== Segment start ==

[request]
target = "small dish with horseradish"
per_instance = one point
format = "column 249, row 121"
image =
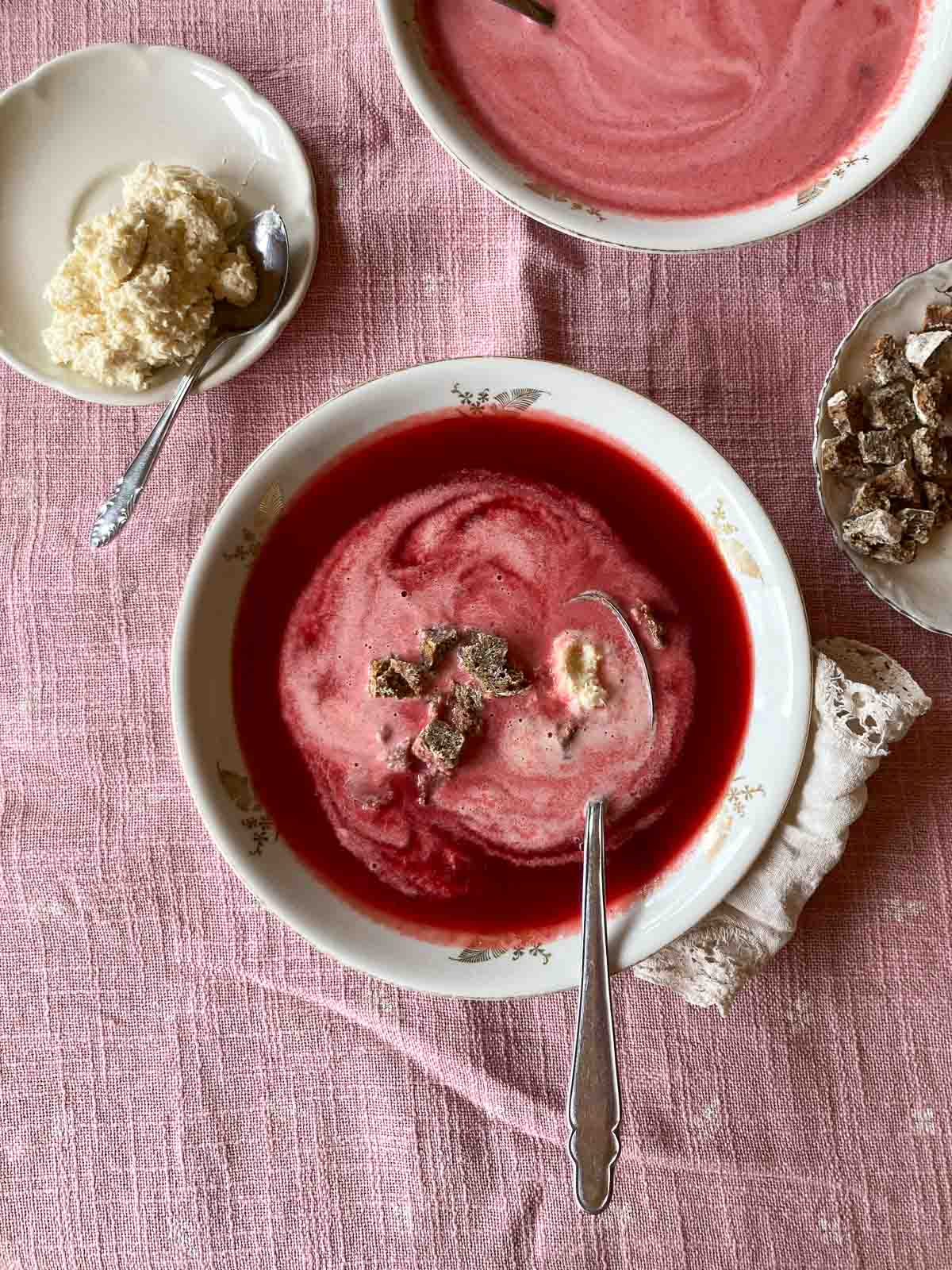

== Segment end ==

Each line of the records above must be repeated exactly, but no picture belongs in the copy.

_SOLUTION BELOW_
[request]
target = "small dish with horseradish"
per_instance = one point
format = "column 249, row 121"
image =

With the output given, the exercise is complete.